═════ PROVIDED ENTRIES ═════
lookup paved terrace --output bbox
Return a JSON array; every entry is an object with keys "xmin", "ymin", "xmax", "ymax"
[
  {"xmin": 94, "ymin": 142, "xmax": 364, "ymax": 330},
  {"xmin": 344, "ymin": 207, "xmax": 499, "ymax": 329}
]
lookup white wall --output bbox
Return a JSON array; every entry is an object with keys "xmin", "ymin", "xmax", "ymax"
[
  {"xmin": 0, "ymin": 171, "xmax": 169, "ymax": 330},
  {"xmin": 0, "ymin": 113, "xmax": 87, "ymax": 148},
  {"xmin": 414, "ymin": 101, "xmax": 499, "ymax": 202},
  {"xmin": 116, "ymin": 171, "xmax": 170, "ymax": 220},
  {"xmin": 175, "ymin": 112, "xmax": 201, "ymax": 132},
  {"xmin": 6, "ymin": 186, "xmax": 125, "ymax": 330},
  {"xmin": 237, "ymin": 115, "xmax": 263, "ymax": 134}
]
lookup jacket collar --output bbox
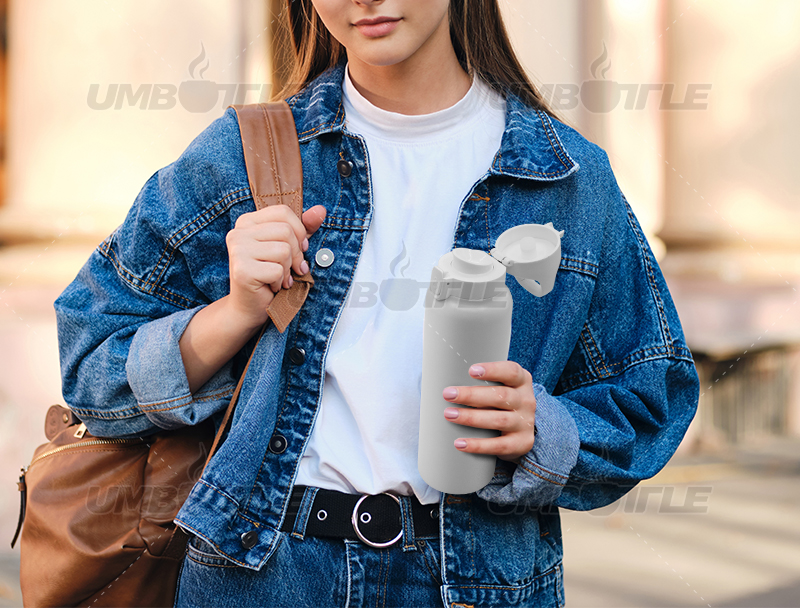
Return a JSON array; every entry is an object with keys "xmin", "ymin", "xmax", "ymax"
[{"xmin": 287, "ymin": 57, "xmax": 579, "ymax": 181}]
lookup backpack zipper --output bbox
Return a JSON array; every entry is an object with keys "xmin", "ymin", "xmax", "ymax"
[{"xmin": 11, "ymin": 423, "xmax": 145, "ymax": 549}]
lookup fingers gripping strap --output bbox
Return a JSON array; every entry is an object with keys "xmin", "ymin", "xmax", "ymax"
[{"xmin": 232, "ymin": 101, "xmax": 314, "ymax": 333}]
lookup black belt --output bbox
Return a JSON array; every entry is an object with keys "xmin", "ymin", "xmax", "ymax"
[{"xmin": 281, "ymin": 486, "xmax": 439, "ymax": 547}]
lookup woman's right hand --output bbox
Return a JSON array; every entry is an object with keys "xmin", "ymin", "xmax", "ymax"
[{"xmin": 225, "ymin": 205, "xmax": 327, "ymax": 328}]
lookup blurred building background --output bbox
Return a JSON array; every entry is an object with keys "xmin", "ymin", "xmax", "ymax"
[{"xmin": 0, "ymin": 0, "xmax": 800, "ymax": 606}]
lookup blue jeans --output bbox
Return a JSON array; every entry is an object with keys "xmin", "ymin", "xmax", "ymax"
[{"xmin": 175, "ymin": 490, "xmax": 445, "ymax": 608}]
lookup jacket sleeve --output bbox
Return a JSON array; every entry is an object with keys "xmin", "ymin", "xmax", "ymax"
[
  {"xmin": 55, "ymin": 105, "xmax": 252, "ymax": 437},
  {"xmin": 477, "ymin": 173, "xmax": 699, "ymax": 510}
]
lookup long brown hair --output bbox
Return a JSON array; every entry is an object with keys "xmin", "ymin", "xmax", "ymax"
[{"xmin": 272, "ymin": 0, "xmax": 564, "ymax": 122}]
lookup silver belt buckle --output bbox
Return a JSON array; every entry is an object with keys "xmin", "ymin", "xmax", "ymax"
[{"xmin": 350, "ymin": 492, "xmax": 403, "ymax": 549}]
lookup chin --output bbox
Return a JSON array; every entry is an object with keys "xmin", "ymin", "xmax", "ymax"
[{"xmin": 355, "ymin": 44, "xmax": 411, "ymax": 67}]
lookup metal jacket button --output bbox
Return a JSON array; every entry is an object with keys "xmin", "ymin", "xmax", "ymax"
[
  {"xmin": 269, "ymin": 433, "xmax": 286, "ymax": 454},
  {"xmin": 289, "ymin": 346, "xmax": 306, "ymax": 365},
  {"xmin": 336, "ymin": 160, "xmax": 353, "ymax": 177},
  {"xmin": 241, "ymin": 530, "xmax": 258, "ymax": 549},
  {"xmin": 314, "ymin": 247, "xmax": 333, "ymax": 268}
]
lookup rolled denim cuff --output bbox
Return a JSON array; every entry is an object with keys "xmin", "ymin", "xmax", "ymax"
[
  {"xmin": 125, "ymin": 305, "xmax": 236, "ymax": 429},
  {"xmin": 477, "ymin": 384, "xmax": 580, "ymax": 507}
]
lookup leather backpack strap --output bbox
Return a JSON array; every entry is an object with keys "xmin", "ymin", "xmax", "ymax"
[
  {"xmin": 231, "ymin": 101, "xmax": 314, "ymax": 333},
  {"xmin": 200, "ymin": 101, "xmax": 314, "ymax": 476}
]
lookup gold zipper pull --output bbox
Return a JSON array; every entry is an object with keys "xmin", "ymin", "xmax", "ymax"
[{"xmin": 11, "ymin": 467, "xmax": 28, "ymax": 549}]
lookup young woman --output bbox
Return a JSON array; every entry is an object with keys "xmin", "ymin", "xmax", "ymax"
[{"xmin": 56, "ymin": 0, "xmax": 698, "ymax": 607}]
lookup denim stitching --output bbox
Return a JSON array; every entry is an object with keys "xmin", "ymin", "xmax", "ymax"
[
  {"xmin": 580, "ymin": 324, "xmax": 605, "ymax": 378},
  {"xmin": 175, "ymin": 516, "xmax": 248, "ymax": 568},
  {"xmin": 559, "ymin": 346, "xmax": 694, "ymax": 392},
  {"xmin": 100, "ymin": 247, "xmax": 200, "ymax": 310},
  {"xmin": 620, "ymin": 192, "xmax": 672, "ymax": 352},
  {"xmin": 536, "ymin": 110, "xmax": 575, "ymax": 169},
  {"xmin": 141, "ymin": 389, "xmax": 233, "ymax": 414},
  {"xmin": 519, "ymin": 463, "xmax": 564, "ymax": 487},
  {"xmin": 139, "ymin": 388, "xmax": 233, "ymax": 408},
  {"xmin": 151, "ymin": 188, "xmax": 255, "ymax": 290},
  {"xmin": 525, "ymin": 454, "xmax": 569, "ymax": 479}
]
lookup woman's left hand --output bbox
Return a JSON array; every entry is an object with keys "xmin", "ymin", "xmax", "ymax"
[{"xmin": 442, "ymin": 361, "xmax": 536, "ymax": 464}]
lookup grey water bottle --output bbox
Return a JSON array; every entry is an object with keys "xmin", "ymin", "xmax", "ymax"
[{"xmin": 418, "ymin": 224, "xmax": 564, "ymax": 494}]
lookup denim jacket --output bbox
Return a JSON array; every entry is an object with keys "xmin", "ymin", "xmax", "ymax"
[{"xmin": 55, "ymin": 55, "xmax": 699, "ymax": 606}]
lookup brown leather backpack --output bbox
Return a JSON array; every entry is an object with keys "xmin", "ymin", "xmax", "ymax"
[{"xmin": 11, "ymin": 102, "xmax": 314, "ymax": 607}]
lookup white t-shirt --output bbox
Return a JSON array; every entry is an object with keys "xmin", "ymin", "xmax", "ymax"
[{"xmin": 295, "ymin": 64, "xmax": 506, "ymax": 504}]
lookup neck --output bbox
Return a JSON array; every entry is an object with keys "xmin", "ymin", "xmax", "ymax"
[{"xmin": 347, "ymin": 40, "xmax": 472, "ymax": 115}]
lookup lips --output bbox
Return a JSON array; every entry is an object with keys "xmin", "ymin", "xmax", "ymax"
[
  {"xmin": 353, "ymin": 17, "xmax": 400, "ymax": 38},
  {"xmin": 353, "ymin": 17, "xmax": 400, "ymax": 25}
]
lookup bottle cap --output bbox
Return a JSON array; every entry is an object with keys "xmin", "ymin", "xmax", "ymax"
[
  {"xmin": 490, "ymin": 222, "xmax": 564, "ymax": 297},
  {"xmin": 430, "ymin": 247, "xmax": 506, "ymax": 301}
]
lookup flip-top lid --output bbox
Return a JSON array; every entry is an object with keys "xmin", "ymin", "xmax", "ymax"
[
  {"xmin": 490, "ymin": 223, "xmax": 564, "ymax": 297},
  {"xmin": 430, "ymin": 224, "xmax": 564, "ymax": 301}
]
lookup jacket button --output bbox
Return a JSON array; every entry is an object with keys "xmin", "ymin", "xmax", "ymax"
[
  {"xmin": 241, "ymin": 530, "xmax": 258, "ymax": 549},
  {"xmin": 269, "ymin": 433, "xmax": 286, "ymax": 454},
  {"xmin": 336, "ymin": 160, "xmax": 353, "ymax": 177},
  {"xmin": 289, "ymin": 346, "xmax": 306, "ymax": 365},
  {"xmin": 314, "ymin": 247, "xmax": 333, "ymax": 268}
]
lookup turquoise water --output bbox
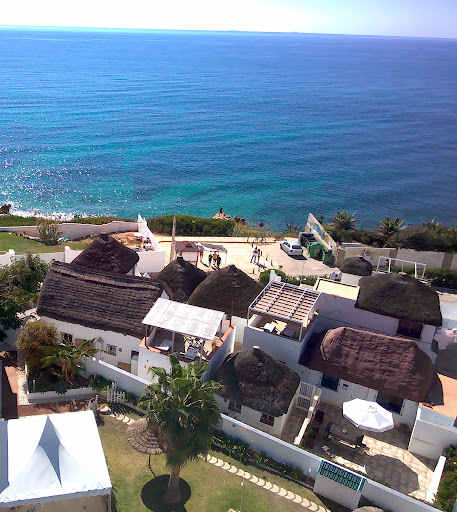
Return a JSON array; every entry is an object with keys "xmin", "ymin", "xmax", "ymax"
[{"xmin": 0, "ymin": 30, "xmax": 457, "ymax": 227}]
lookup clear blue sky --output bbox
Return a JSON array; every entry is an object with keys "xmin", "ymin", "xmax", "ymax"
[{"xmin": 0, "ymin": 0, "xmax": 457, "ymax": 38}]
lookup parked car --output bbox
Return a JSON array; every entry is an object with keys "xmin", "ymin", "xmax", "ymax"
[{"xmin": 280, "ymin": 240, "xmax": 303, "ymax": 256}]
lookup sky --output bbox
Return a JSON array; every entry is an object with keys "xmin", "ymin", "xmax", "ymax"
[{"xmin": 0, "ymin": 0, "xmax": 457, "ymax": 38}]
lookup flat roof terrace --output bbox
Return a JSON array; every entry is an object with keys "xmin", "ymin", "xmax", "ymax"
[{"xmin": 248, "ymin": 282, "xmax": 320, "ymax": 324}]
═════
DESCRIPTION OF THE TASK> Return each line from the entries above that contains the word "jacket", copied unchanged.

RESPONSE>
lookup jacket collar --output bbox
lookup jacket sleeve --output bbox
lookup metal jacket button --output bbox
lookup denim jacket --output bbox
lookup jacket button --output bbox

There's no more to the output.